* [Data extract]
>>>>>

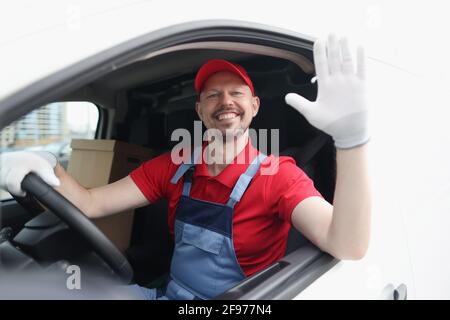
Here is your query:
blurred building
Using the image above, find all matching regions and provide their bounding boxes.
[0,103,68,149]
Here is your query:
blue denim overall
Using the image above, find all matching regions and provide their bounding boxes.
[166,148,267,300]
[131,147,267,300]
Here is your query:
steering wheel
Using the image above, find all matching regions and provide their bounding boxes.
[20,172,133,284]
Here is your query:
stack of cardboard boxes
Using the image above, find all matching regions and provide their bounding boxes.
[67,139,155,252]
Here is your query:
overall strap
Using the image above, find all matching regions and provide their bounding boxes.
[227,153,267,208]
[170,146,202,196]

<<<<<

* [Assignment] Copy out every line of the material above exactly, skipping the pictures.

* [Answer for this exercise]
Here is your query:
blurred building
Using the image above, find all matching regions and provide their bounding boxes.
[0,103,68,149]
Here is your query:
blue denim overall
Using the image above, find all matching regions and provide their bounding boxes.
[166,148,267,300]
[131,147,267,300]
Here is your query:
steering wheel
Using the image above, find all matching regions and provide their bounding boxes.
[20,172,133,284]
Here is your query:
stack of cardboard boxes
Using the image above, find all matching regions and provide their bounding boxes.
[67,139,155,252]
Here is your query:
overall strap
Using the image above, find all matching regions and provide their bounding boxes.
[227,153,267,208]
[170,146,202,196]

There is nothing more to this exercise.